- [Tasks for this exercise]:
a) In the transcript on Costa Rican political history, in what year did Costa Rica break away from the united provinces?
b) Reproduce the passage of the Costa Rican political history transcript starting with "Fabrice Lehoucq: In" and going on through "all adult males.".
c) Extend the transcript on Costa Rican political history, picking up after its final sentence.

- [Reading passage]:
____________________

Monica Rankin: Costa Rica and the rest of Central America were effectively independent from Spain by 1823. And at that time Costa Rica joined with its Central American neighbours and established a form of government and a type of political entity known as a federation of what we know of as the nations of Central America today; Guatemala, Honduras, El Salvador, Nicaragua, Costa Rica. The capital city was in Guatemala, and each so-called nation within that federation maintained a high degree of autonomy. So much like Costa Rica had developed this autonomy and self-sufficiency throughout the colonial period, this very early independent political entity maintained that degree of autonomy.

But the united provinces only lasted for about a decade and a half. Costa Rica broke away from the united provinces in 1838. So Costa Rica was essentially an independent nation, stand-alone by itself in 1838. And at that point I think you could probably best describe Costa Rica's political system as somewhat messy.

Fabrice Lehoucq: When the countries of Latin America, when political elites become independent some time in the 1820s, 1830s, all of these countries adopt a constitutional framework that looked something like that of the United States or different republican experiments in Spain at that time. But most countries spend most of the 19th century being unstable. And for Costa Rica, even though it didn't spend the 19th century rocked by civil wars, it went through something like nine or eight or nine or ten constitutions. There were one or two chiefs of state that were assassinated. The place that it has become famous for, those sorts of institutions didn't start to get constructed until the late 19th century.

Annabelle Quince: Fabrice Lehoucq is Professor of Political Science at the University of North Carolina.

Fabrice Lehoucq: In 1889 there is a presidential election, and for the first time in Costa Rica the incumbent party loses the election. However, the incumbent party accepts that it has lost the election. And they do this because they are facing a popular mobilisation. So there is a bit of a threat of a revolution. And that's one of the key dates, the election of 1889. Not only is that the first time that incumbents recognise their defeat and turn power over to the opposition, but that's the first election which formal political parties appear. And those political parties spend the next couple of decades doing something very democratic, that is trying to enfranchise all adult males.

And curiously the constitution of 1871, which is the final constitution of the 19th century, that constitution gives the franchise to all adult males as long as they have some property or income. But in practice we know that effectively universal male suffrage appears in Costa Rica starting in the late 19th century. And that's important, that even though in the constitution only property owning or income owning males can vote, in effect all adult males get registered to vote. And I think the reason for that is in a relatively small country with a relatively small population, parties which are competing for power have an incentive to get everyone registered to vote, and therefore compete against each other. And I would say that these two sorts of things begin to send a signal to, say, Costa Rican elites, to the average man, that elections are an important way to come to power. And those who don't recognise election results tend to have problems like the ones we saw in 1889. And that helps build a compromise where Costa Ricans gradually begin developing democratic institutions. And it's that political game where no one can become dominant which is what fuels developments over the course of the 20th century.

Monica Rankin: Throughout Latin America during the 19th century, the two competing political ideologies for how to organise society were liberal and conservative political thought. Liberals tended to be much more forward looking, more progressive, conservatives wanted to really maintain a lot of the structures that were in place during the colonial period, including a very close association between governing structures and religion, a very hierarchical social structure to society.

____________________

- [Stored records]:

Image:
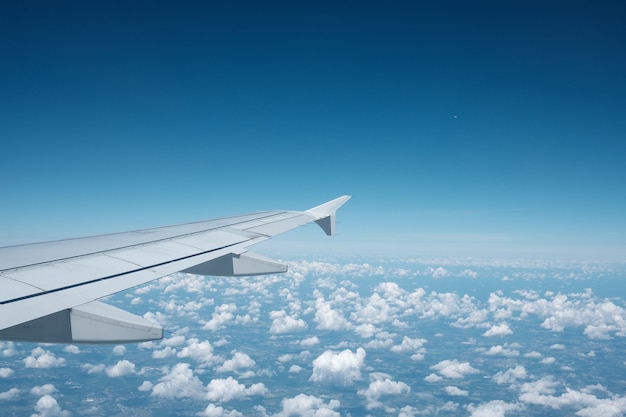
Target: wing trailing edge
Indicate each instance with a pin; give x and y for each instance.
(48, 291)
(325, 213)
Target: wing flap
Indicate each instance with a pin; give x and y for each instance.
(42, 280)
(94, 322)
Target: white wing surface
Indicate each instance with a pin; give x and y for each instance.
(49, 291)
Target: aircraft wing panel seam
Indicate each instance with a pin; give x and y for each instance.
(139, 244)
(80, 284)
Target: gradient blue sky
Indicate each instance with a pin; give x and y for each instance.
(460, 128)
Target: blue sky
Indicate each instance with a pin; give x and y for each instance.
(461, 128)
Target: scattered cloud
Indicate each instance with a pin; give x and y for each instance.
(42, 390)
(308, 406)
(238, 361)
(495, 408)
(455, 391)
(47, 406)
(179, 382)
(10, 394)
(119, 350)
(501, 329)
(284, 323)
(121, 368)
(341, 368)
(223, 390)
(71, 349)
(41, 358)
(453, 369)
(380, 387)
(213, 410)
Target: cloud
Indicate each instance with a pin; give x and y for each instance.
(215, 411)
(10, 394)
(72, 349)
(495, 408)
(341, 368)
(167, 352)
(510, 376)
(121, 368)
(93, 369)
(119, 350)
(239, 360)
(410, 345)
(454, 369)
(308, 406)
(179, 382)
(201, 352)
(47, 406)
(283, 323)
(222, 315)
(503, 351)
(501, 329)
(311, 341)
(41, 358)
(327, 318)
(294, 369)
(145, 386)
(599, 317)
(433, 378)
(380, 387)
(223, 390)
(455, 391)
(46, 389)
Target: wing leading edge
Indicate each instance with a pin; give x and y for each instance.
(49, 290)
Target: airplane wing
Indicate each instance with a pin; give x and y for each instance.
(49, 291)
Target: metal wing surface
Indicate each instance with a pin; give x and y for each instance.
(48, 291)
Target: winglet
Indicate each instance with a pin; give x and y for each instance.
(325, 213)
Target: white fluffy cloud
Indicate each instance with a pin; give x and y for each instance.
(222, 315)
(10, 394)
(284, 323)
(496, 408)
(411, 345)
(119, 350)
(238, 361)
(311, 341)
(510, 375)
(380, 387)
(47, 406)
(328, 318)
(201, 352)
(341, 368)
(454, 369)
(223, 390)
(121, 368)
(179, 382)
(41, 358)
(455, 391)
(501, 329)
(213, 410)
(72, 349)
(42, 390)
(308, 406)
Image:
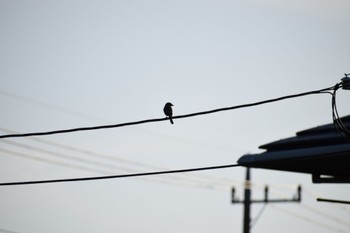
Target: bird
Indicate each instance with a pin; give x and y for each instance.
(168, 111)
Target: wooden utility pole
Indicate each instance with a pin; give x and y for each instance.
(248, 201)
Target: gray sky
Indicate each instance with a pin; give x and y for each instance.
(67, 64)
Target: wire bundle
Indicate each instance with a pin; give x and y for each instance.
(338, 124)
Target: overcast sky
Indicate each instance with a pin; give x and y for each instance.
(67, 64)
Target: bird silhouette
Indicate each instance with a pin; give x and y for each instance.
(168, 111)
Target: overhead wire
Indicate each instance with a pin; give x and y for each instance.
(120, 176)
(338, 123)
(321, 91)
(317, 211)
(194, 179)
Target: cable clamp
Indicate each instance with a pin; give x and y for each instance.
(346, 82)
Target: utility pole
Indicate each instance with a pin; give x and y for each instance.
(248, 201)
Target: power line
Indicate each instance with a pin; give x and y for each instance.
(119, 176)
(321, 91)
(128, 165)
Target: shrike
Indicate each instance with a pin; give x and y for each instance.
(168, 111)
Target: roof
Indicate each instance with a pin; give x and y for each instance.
(318, 151)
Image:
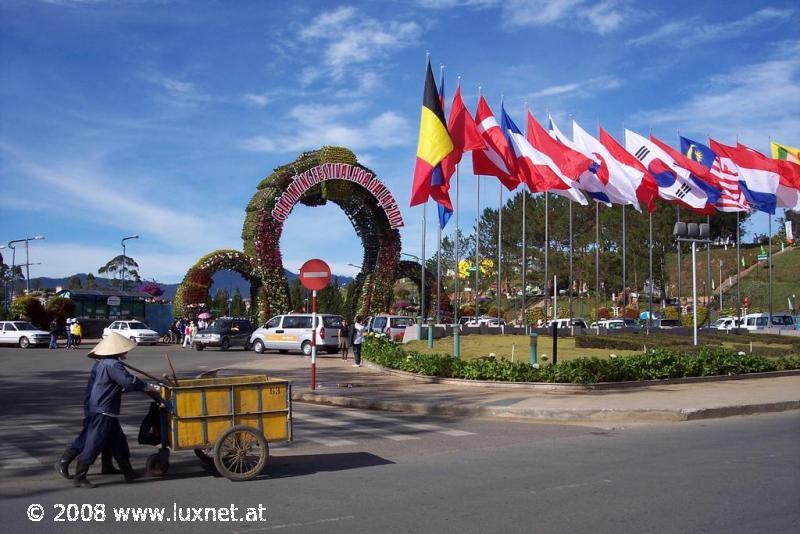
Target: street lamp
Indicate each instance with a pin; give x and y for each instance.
(136, 236)
(27, 260)
(693, 233)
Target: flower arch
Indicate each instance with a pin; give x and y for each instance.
(330, 174)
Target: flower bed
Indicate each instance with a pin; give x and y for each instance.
(656, 364)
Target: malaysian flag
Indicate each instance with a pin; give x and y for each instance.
(732, 198)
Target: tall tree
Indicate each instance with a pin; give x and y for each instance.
(91, 281)
(237, 304)
(115, 268)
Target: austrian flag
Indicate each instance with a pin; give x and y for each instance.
(434, 141)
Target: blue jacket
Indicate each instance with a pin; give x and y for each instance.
(107, 381)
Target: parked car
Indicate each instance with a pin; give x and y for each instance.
(760, 321)
(610, 324)
(666, 323)
(725, 324)
(568, 323)
(293, 332)
(134, 330)
(22, 333)
(394, 326)
(224, 333)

____________________

- [Task-by-task results]:
a) 1838

b)
Fabrice Lehoucq: In 1889 there is a presidential election, and for the first time in Costa Rica the incumbent party loses the election. However, the incumbent party accepts that it has lost the election. And they do this because they are facing a popular mobilisation. So there is a bit of a threat of a revolution. And that's one of the key dates, the election of 1889. Not only is that the first time that incumbents recognise their defeat and turn power over to the opposition, but that's the first election which formal political parties appear. And those political parties spend the next couple of decades doing something very democratic, that is trying to enfranchise all adult males.

c)
Liberals tended to be a little bit more progressive minded. The application of that is problematic in a lot of areas of Latin America. I think Costa Rica is much more successful in taking the liberal social platform and really applying it in ways that become meaningful to the population as a whole, particularly by the time you get to the late decades of the 19th century, a new constitution comes about in 1871, and that constitution stays in place until 1949.

And the 1871 constitution is really a very clear statement of the liberal social thought. And it calls for a much more expansive electorate, it calls for very easily recognisable individual rights as we know them in our societies today. It calls for a free and effective system of public education. Costa Rica becomes much more successful than many other areas of Latin America in implementing a very effective system of public education. At the time liberals really wanted to make sure that the education system was far removed from control of the Catholic Church, which had essentially controlled education during the colonial era and up to the 1870s. And Costa Rica does a very good job of devoting resources to public education and beginning to educate its population.

Fabrice Lehoucq: One thing that's very interesting is in the late 19th century, early 20th century, the amount of money that Costa Rican central state spends on the military begins a long-term decline, but the amount of money that the Costa Rican state spends on public education begins to increase. And throughout this period there are different attempts to improve the public health of Costa Ricans.

And I want to emphasise this point about gradualness. It's very hard to pinpoint for the development of democratic institutions or for social welfare programs, it's hard to pinpoint just one date and say there's a before and after. Same with institutions of democracy. I would say it takes about a 50 to 60 year period, from the late 19th century to about the 1950s where you get all the elements of what we consider to be a democratic system; men becoming enfranchised by the late 19th century, women don't get the right to vote until 1949. So all the different major social programs and democratic institutions really gradually emerge over the first half of the 20th century.

Annabelle Quince: You're with Rear Vision on RN and via your ABC Radio App. I'm Annabelle Quince, and today we're tracing the story of the small Central American nation of Costa Rica.

Despite its progress towards democracy, in 1948 the political process hit a wall.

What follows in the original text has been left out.